[Opening Reading text section]

A substitute teacher in Nelson says she should have received sick pay after contracting COVID-19.
April Lavine tested positive for the virus on Jan. 17. She isn’t sure where she was infected, but the week prior she was working at two local schools while full-time teachers were away with COVID-19.
While full-time teachers are eligible to accrue 1.5 days per month of paid sick days under the current collective bargaining agreement, substitute teachers like Lavine aren’t. That meant she was forced to stay home recovering from COVID-19 at her own cost.
Substitutes, or Teachers Teaching On-Call (TTOC) as they are also referred to, can apply for Employment Insurance, but that only covers up to a maximum amount of $638 per week.
They are also excluded from the Employment Standards Act, which this month made it mandatory for employers to provide a minimum of five days sick pay to workers.
“It’s just so unfortunate because what you can get from EI is like half the amount what you could make if you’re relying on work to make a living,” said Lavine. “It doesn’t make sense to me.”
BC Teachers’ Federation (BCTF) president Teri Mooring agrees with Lavine and believes the Ministry of Education needs to reconsider the importance of substitute teachers, especially as COVID-19 leads to functional closures across the province.
The current collective bargaining agreement is set to expire July 1. Mooring said the issue will be included in upcoming negotiations with the province.

[Closing Reading text section]
[Opening Data excerpts section]

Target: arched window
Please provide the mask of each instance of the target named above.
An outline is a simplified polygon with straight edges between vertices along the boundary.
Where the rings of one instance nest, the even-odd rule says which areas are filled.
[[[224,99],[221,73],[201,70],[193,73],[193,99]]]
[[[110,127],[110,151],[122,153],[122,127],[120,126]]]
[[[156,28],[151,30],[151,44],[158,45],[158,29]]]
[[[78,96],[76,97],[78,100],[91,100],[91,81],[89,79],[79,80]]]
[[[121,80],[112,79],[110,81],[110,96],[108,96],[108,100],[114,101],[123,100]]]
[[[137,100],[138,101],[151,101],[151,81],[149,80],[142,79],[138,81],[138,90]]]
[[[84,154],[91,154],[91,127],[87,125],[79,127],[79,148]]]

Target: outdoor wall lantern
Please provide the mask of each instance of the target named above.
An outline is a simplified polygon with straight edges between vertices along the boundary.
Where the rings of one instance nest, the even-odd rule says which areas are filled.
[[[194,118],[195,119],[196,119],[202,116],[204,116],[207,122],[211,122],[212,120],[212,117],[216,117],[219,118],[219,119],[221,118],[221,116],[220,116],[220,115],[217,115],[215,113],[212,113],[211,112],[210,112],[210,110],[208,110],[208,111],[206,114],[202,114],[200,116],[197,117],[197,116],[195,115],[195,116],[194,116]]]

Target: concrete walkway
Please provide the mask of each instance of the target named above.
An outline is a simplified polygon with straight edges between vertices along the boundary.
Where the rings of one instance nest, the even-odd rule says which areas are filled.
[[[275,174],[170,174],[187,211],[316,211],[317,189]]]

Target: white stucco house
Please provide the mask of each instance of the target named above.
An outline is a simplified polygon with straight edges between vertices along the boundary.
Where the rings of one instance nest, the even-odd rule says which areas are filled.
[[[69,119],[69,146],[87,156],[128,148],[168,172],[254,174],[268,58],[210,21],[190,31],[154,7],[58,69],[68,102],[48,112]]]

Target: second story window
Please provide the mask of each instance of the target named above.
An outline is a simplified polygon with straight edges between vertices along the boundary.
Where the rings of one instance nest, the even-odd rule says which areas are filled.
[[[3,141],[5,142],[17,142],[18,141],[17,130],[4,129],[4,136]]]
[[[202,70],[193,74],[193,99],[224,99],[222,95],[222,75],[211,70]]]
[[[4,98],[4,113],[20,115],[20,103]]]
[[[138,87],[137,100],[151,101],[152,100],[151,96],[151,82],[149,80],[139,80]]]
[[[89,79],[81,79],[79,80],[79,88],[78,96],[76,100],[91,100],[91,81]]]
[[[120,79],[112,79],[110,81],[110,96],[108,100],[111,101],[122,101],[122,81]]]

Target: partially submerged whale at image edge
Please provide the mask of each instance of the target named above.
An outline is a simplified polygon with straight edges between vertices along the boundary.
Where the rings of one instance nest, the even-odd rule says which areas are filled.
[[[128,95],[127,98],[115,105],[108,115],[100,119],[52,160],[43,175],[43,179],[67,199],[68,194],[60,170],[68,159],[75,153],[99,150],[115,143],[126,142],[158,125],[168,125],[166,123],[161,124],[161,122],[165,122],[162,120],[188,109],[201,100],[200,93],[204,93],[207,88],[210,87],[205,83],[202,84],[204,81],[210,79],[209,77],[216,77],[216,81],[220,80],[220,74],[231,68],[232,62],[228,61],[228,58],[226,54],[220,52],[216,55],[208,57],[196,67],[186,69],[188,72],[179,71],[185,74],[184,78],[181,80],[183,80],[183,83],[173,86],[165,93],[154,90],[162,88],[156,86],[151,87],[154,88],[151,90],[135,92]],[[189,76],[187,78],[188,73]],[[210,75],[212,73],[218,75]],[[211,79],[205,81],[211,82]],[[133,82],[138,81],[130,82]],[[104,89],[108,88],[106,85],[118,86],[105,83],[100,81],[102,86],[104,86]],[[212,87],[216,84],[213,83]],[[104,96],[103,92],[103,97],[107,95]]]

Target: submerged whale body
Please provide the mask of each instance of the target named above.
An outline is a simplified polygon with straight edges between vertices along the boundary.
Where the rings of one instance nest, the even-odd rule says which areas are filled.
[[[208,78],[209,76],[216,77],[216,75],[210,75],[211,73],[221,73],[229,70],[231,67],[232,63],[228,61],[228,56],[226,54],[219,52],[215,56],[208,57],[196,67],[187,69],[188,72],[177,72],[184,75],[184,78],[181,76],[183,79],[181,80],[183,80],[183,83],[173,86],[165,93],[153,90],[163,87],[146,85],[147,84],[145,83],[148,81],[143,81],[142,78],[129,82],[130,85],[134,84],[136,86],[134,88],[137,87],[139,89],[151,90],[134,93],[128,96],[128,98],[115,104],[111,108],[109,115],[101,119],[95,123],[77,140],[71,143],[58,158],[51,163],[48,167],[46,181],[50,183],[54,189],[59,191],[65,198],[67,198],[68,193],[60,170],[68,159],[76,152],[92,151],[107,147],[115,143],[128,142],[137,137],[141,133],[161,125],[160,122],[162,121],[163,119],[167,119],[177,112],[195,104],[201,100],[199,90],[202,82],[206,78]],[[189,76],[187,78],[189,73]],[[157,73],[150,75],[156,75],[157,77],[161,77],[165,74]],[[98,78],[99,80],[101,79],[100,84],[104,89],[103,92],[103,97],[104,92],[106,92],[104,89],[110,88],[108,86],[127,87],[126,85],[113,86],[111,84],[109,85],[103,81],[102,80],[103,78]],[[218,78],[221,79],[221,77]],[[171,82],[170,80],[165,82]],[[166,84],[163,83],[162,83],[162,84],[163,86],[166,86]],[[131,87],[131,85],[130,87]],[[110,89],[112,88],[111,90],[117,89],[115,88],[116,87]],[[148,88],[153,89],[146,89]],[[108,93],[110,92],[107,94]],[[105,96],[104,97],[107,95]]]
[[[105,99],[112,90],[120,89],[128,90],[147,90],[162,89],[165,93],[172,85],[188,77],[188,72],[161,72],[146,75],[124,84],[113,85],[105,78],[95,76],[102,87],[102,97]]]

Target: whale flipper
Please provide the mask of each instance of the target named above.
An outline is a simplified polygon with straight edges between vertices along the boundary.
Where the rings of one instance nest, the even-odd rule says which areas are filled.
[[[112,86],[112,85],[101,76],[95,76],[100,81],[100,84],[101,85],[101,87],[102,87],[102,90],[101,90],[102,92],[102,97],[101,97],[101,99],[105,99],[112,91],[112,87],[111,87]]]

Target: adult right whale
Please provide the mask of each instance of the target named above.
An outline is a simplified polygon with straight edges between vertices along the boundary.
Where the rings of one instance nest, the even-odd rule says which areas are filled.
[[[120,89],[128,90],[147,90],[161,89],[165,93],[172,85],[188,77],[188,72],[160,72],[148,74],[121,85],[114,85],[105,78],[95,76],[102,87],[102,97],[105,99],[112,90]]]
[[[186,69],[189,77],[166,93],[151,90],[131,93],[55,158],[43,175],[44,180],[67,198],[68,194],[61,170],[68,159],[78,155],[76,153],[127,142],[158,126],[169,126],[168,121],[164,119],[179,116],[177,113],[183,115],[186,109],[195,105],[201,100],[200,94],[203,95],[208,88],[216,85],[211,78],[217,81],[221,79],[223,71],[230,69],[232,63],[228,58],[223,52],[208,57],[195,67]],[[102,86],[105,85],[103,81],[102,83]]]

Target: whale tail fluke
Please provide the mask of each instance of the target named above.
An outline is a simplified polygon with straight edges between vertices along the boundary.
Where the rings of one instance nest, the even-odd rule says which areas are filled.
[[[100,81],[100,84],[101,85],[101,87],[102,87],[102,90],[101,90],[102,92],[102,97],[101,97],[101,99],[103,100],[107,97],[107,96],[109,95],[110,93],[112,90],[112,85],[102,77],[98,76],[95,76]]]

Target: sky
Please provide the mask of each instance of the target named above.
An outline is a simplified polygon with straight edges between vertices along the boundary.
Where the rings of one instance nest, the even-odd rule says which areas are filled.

[Closing Data excerpts section]

◆ Exercise tasks
(a) Summarize the article about a substitute teacher and sick pay in two sentences.
(b) Carry the article about substitute teachers and sick pay forward past its last sentence.

◆ Task results
(a) April Lavine, a substitute teacher in Nelson who tested positive for COVID-19 on Jan. 17, says she should have received sick pay. Substitutes cannot accrue paid sick days under the current collective bargaining agreement and are excluded from the Employment Standards Act's new five-day minimum, so BCTF president Teri Mooring says the issue will be raised in upcoming negotiations with the province as the agreement expires July 1.

(b)
“We have a huge shortage of TTOC across the entire province and the work just isn’t valued like we would like to see it valued, especially when we are so dependent on the few TTOC that we have right now,” said Mooring.
BCTF represents about 46,000 employees. Mooring couldn’t say how many of those are TTOC, but did say she believed there is a shortage in the province that is leading to several issues in schools.
Some school districts, Mooring said, are relying on retired teachers when no substitutes are available. Others are asking counsellors or education assistants to fill in.
“When TTOC aren’t available, there’s a profound impact on student learning, and it’s the most vulnerable students who are the most negatively impacted.”
Dispatch systems that contact substitutes also vary across school districts. Trish Smillie, superintendent for School District 8 that includes Nelson and Creston area schools, declined to provide details on the district’s system but did say being sick doesn’t impact when substitutes get their next call for work.
But without sick pay, Lavine said the system leads to a moral quandary for substitutes — risk going to work while they are still potentially contagious, or stay home and lose money.
“There’s just no motivation to stay home when we’re sick.”
Mooring characterizes the situation as “neither fair nor equitable.” If substitute teachers are risking their health to keep classrooms open, she said, that should mean they are eligible for the same benefits full-time teachers receives.
“It’s difficult to attract people to be TTOC when they don’t have the same rights as other teachers, and one of those rights certainly, we believe, ought to be access to sick leave. Especially during a pandemic.”